[Items from a dataset]
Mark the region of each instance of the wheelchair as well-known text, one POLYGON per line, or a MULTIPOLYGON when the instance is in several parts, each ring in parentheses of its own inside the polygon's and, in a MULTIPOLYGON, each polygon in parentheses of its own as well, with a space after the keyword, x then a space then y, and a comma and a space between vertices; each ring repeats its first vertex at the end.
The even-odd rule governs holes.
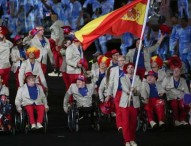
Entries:
POLYGON ((7 96, 0 96, 0 120, 1 120, 1 132, 11 133, 15 135, 15 125, 13 122, 14 114, 12 111, 12 104, 7 102, 7 96))
MULTIPOLYGON (((173 123, 173 115, 172 115, 172 110, 169 107, 169 103, 166 100, 166 96, 161 97, 161 99, 164 100, 164 114, 165 114, 165 129, 170 127, 173 123)), ((145 104, 143 102, 143 98, 141 98, 141 106, 138 112, 138 117, 137 117, 137 131, 141 130, 143 132, 147 132, 148 130, 151 130, 150 123, 148 121, 148 116, 147 112, 144 109, 145 104)), ((154 118, 157 119, 156 114, 154 113, 154 118)))
MULTIPOLYGON (((34 111, 35 118, 37 117, 36 111, 34 111)), ((26 110, 22 108, 22 113, 17 113, 15 115, 15 129, 19 132, 24 132, 25 134, 28 134, 29 131, 31 131, 31 124, 29 122, 29 115, 27 114, 26 110)), ((48 116, 47 113, 44 112, 44 118, 43 118, 43 132, 47 133, 47 127, 48 127, 48 116)))
POLYGON ((92 106, 90 107, 77 107, 76 100, 73 100, 68 108, 68 128, 72 132, 79 131, 79 121, 82 119, 90 118, 91 126, 96 131, 101 130, 100 120, 101 112, 98 103, 92 98, 92 106))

◆ Problem requirements ◆
The preceding entries should be duplicated word for word; no picture belongs in the copy.

◆ Response ◆
Mark the region of each instance of the wheelchair as well-known text, one POLYGON per line, or a MULTIPOLYGON when the instance is in several parts, each ring in parentheses of its own inside the polygon's and, in a MULTIPOLYGON, each polygon in parentheses of its own as well, with a space after the keyword, x then a space then y, and a comma and a space between vertices; each ring repeats its first vertex at the end.
The even-odd rule governs holes.
Entries:
POLYGON ((7 96, 0 96, 0 120, 1 120, 1 132, 11 133, 15 135, 15 125, 13 122, 14 114, 12 111, 12 104, 7 102, 7 96))
MULTIPOLYGON (((173 123, 173 115, 172 115, 172 110, 169 107, 169 103, 166 100, 166 96, 161 97, 161 99, 164 100, 164 114, 165 114, 165 129, 170 127, 173 123)), ((145 104, 143 102, 143 98, 141 98, 141 106, 138 112, 138 117, 137 117, 137 131, 141 130, 143 132, 147 132, 148 130, 151 130, 150 123, 148 121, 148 116, 147 112, 144 109, 145 104)), ((154 118, 157 119, 156 114, 154 113, 154 118)))
MULTIPOLYGON (((34 111, 35 118, 37 117, 36 111, 34 111)), ((26 110, 22 108, 22 113, 17 113, 15 115, 15 129, 19 132, 24 132, 25 134, 28 134, 29 131, 31 131, 31 124, 29 122, 29 115, 27 114, 26 110)), ((48 116, 47 113, 44 112, 44 118, 43 118, 43 132, 47 133, 47 127, 48 127, 48 116)))
POLYGON ((92 106, 90 107, 77 107, 76 100, 73 100, 68 108, 68 128, 72 132, 79 131, 79 121, 82 119, 90 118, 91 126, 96 131, 101 130, 100 120, 101 112, 98 103, 92 98, 92 106))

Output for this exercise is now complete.